Problem to solve:
Write the data below out again in full, exactly as shown.
------
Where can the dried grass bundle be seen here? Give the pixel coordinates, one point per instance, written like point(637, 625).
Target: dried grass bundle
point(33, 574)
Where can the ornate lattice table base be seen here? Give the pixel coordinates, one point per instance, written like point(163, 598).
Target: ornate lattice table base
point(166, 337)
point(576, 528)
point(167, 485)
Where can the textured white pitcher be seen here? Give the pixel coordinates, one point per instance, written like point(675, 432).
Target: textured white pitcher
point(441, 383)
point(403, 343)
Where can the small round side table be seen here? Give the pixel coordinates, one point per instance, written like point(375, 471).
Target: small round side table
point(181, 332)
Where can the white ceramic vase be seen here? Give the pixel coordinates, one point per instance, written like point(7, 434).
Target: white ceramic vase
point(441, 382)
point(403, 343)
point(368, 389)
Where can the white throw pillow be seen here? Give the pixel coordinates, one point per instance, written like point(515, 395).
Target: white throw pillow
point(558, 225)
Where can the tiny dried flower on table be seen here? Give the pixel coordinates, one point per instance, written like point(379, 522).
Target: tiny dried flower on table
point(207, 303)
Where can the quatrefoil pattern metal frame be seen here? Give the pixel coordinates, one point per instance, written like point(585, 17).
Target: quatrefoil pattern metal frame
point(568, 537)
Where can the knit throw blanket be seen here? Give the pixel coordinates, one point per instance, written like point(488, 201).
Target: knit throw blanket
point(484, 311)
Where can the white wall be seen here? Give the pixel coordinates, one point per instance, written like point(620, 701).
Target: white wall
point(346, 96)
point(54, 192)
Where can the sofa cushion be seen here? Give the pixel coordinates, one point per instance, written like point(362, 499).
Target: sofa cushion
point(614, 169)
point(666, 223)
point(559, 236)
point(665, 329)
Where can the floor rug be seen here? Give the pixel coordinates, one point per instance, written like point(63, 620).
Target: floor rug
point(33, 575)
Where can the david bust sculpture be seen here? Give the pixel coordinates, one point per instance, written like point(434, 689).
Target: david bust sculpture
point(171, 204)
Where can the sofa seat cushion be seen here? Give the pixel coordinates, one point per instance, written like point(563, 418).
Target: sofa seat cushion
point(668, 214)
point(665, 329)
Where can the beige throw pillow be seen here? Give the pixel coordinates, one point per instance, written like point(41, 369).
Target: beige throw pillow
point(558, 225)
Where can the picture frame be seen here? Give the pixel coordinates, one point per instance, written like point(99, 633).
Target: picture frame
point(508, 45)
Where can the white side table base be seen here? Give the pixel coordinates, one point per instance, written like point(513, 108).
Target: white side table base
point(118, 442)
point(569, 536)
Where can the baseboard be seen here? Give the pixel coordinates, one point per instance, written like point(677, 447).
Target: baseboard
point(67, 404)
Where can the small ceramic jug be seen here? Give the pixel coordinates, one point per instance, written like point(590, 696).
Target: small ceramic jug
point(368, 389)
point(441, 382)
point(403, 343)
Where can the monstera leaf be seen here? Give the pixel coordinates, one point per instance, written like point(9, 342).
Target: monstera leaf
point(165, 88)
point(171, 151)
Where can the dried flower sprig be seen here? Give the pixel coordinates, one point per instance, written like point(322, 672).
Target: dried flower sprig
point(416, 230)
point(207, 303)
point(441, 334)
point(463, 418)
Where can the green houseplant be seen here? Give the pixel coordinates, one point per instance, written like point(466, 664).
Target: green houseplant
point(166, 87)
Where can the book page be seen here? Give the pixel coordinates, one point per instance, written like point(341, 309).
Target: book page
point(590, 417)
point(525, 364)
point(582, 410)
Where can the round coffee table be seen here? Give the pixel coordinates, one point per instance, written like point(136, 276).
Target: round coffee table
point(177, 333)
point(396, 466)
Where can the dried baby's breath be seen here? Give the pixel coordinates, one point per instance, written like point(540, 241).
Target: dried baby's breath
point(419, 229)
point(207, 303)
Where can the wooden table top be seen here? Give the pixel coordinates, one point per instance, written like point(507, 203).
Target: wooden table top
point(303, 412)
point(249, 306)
------
Your response:
Where can the dried grass bundle be seen here? Give the pixel coordinates, one point per instance, written like point(637, 625).
Target: dried grass bundle
point(33, 574)
Where can the ornate lattice table base be seen here? Give the pixel coordinates, one point per instance, written like point(163, 598).
Target: ornate lattice table base
point(166, 337)
point(576, 528)
point(167, 485)
Where can the textured white pitcher be seen here? Give the pixel coordinates, one point per instance, written like point(675, 432).
Target: textured white pitcher
point(441, 383)
point(403, 343)
Where can the small round side table be seen here? Give the pixel coordinates, one point per instance, written like point(375, 471).
Target: small round side table
point(181, 332)
Where can the white ceramic vase be seen here? Give the pixel coordinates, one point per instance, written like point(7, 434).
Target: white ceramic vase
point(441, 382)
point(403, 343)
point(368, 389)
Where can the white throw pillow be seen here? Give the pixel coordinates, one point per instance, written like point(515, 395).
Target: white throw pillow
point(558, 225)
Where can the tiny dried flower on table be seen here? Give the pixel coordinates, one point per instance, written like point(379, 522).
Target: tiny dried flower on table
point(207, 303)
Where can the quatrefoil pattern metal frame be seen here? Give the pixel coordinates, one point per instance, written like point(585, 17).
Target: quatrefoil pattern metal frame
point(568, 537)
Where can the knit throw blanket be seen here? Give the pixel coordinates, one point per instance, written like point(488, 201).
Target: knit throw blanket
point(484, 311)
Where can the white wall be seen here? Give the pixel coordinates, one point per instance, written like point(620, 701).
Target: white wall
point(346, 96)
point(54, 192)
Where can the sofa cushion be seen here? Give the pixel coordinates, one point per instance, written like point(362, 499).
Target: sofa cushion
point(614, 169)
point(666, 223)
point(559, 236)
point(665, 329)
Where can the floor rug be seen here? Give the pixel coordinates, one point per instance, written like point(63, 620).
Target: floor rug
point(33, 575)
Where can the david bust sculpture be seen here? Give the pixel coordinates, one point per instance, written like point(434, 689).
Target: david bust sculpture
point(171, 204)
Where can the sofa seat cushion be seen here? Give the pixel coordinates, one point per instance, written like point(563, 418).
Target: sofa seat cushion
point(668, 214)
point(665, 329)
Where can the beige throw pillow be seen here? Give the pixel coordinates, one point per instance, written like point(41, 369).
Target: beige throw pillow
point(558, 225)
Where can the picture frame be seen here? Give the pixel coordinates, one point per instance, written like point(99, 633).
Target: picture frame
point(508, 45)
Where can the white side table base be seen here? Give the pixel coordinates, one point per instance, written like point(513, 108).
Target: white side table base
point(118, 442)
point(569, 536)
Where can the baseboard be seen here? Give the pixel coordinates, one point per instance, written like point(677, 447).
Target: baseboard
point(67, 404)
Where can the small ceramic jug be seen here? Give the pixel coordinates, one point per instance, written like point(590, 696).
Target: small ceramic jug
point(368, 389)
point(441, 382)
point(403, 343)
Where can the monstera leaf be seen here? Give the pixel coordinates, one point per instance, written like point(9, 342).
Target: monstera leaf
point(165, 88)
point(171, 151)
Where can the dried flower sprig be seen here? Give the pixel coordinates, one point per instance, written like point(322, 672).
Target: dried flower sprig
point(416, 230)
point(207, 303)
point(441, 334)
point(463, 418)
Where can the green houseplant be seen here? Give the pixel coordinates, one point per instance, written like point(466, 664).
Target: green houseplant
point(166, 87)
Where can the book page be seen here? Give the pixel coordinates, one point per instance, written like point(341, 309).
Target: book page
point(590, 417)
point(525, 364)
point(582, 410)
Where can the round coffee table be seen here? Give the pixel coordinates, one point per instance, written like point(136, 276).
Target: round coffee table
point(177, 333)
point(396, 466)
Where can the dried baby's breath be seen here? Give the pixel coordinates, one point per instance, written like point(540, 241).
Target: dried baby's breath
point(419, 229)
point(207, 303)
Where can the wooden table top be seen here? Give the pixel coordinates, one point per instance, written like point(507, 203).
Target: wooden table top
point(303, 412)
point(249, 306)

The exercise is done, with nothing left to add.